• _Texto de origem_
####

Entretanto, depois de meio século de urbanização concentradora, o Censo Demográfico de 1991 revelou uma interrupção significativa dessa tendência que parecia, até então, inexorável. Assim, a taxa de crescimento urbano caiu de 4,2% a.a. na década de 70 para 2,6% na de 80. Todas as categorias de tamanho de cidades sofreram uma redução, mas a queda foi mais significativa nas cidades metropolitanas. Na década de 70, elas tinham se responsabilizado por 41% de todo o crescimento urbano nacional; na de 80, essa proporção caiu para 30%. O ritmo frenético de urbanização e de metropolização que tinha perdurado ao longo de meio século, para surpresa de todos, havia sido finalmente interrompido. Essa queda na velocidade do crescimento e da concentração urbana persistiu também durante a década de 90.
Entre os diversos fatores que podem ter contribuído para essa mudança no padrão de urbanização brasileiro, três merecem ser destacados: a queda acelerada da fecundidade, a crise econômica que assolou a região na década de 80 e em parte da década de 90, e a culminação de um processo natural de desconcentração da atividade produtiva.
Até meados da década de 60, o Brasil apresentava níveis elevados de fecundidade, responsáveis pelo crescimento demográfico acelerado do país durante várias décadas. Entretanto, a própria urbanização liderou e dinamizou uma série de fatores conducentes à redução do número de filhos. Nas cidades, as pessoas já não viam a prole numerosa como uma vantagem; ao contrário, representavam um ônus adicional nas condições de habitação urbanas precárias e, frequentemente, um entrave a suas aspirações de melhoria social e econômica. Diversas políticas modernizadoras adotadas pelo governo militar nas áreas de saúde, previdência e comunicações combinaram com a disponibilidade de métodos anti-natalistas mais efetivos (principalmente a esterilização) para provocar a aceleração dessa tendência. O fato é que a fecundidade brasileira teve uma queda vertiginosa de 6,3 para 1.8 (bem abaixo do nível de reposição) em apenas 40 anos. Essa redução diminuiu tanto o estoque de migrantes-em-potencial nas áreas rurais como o ritmo de crescimento vegetativo da população residente nas cidades.

####

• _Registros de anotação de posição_

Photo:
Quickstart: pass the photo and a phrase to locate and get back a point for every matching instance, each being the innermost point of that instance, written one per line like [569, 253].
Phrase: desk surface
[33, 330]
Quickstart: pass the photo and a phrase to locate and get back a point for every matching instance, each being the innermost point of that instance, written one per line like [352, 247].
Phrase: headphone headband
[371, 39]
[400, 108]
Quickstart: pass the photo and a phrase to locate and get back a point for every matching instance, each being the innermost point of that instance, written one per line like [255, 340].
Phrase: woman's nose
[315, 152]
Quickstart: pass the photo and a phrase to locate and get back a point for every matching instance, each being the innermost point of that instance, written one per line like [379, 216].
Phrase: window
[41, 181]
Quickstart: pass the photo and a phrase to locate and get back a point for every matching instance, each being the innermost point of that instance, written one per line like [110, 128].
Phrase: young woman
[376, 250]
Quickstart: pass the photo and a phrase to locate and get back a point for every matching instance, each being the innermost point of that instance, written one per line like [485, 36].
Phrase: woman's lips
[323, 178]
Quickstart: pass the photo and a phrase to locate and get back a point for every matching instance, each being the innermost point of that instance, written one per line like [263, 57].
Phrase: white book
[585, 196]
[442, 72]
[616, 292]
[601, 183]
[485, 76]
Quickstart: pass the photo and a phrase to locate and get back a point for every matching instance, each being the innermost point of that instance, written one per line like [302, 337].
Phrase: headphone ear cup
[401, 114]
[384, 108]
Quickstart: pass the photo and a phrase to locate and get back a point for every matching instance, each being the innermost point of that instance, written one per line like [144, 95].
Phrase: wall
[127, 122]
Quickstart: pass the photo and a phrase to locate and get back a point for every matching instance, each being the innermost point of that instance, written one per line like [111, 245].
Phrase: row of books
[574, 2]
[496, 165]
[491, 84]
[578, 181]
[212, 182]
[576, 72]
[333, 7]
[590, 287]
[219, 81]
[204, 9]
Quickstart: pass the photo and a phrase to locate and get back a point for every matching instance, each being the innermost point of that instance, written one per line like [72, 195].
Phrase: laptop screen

####

• _O que se pede_
Verta para o inglês esta frase do texto sobre a urbanização brasileira: "Todas as categorias de tamanho de cidades sofreram uma redução, mas a queda foi mais significativa nas cidades metropolitanas."

• _Resultado_
All city-size categories experienced a decline, but the drop was most significant in metropolitan cities.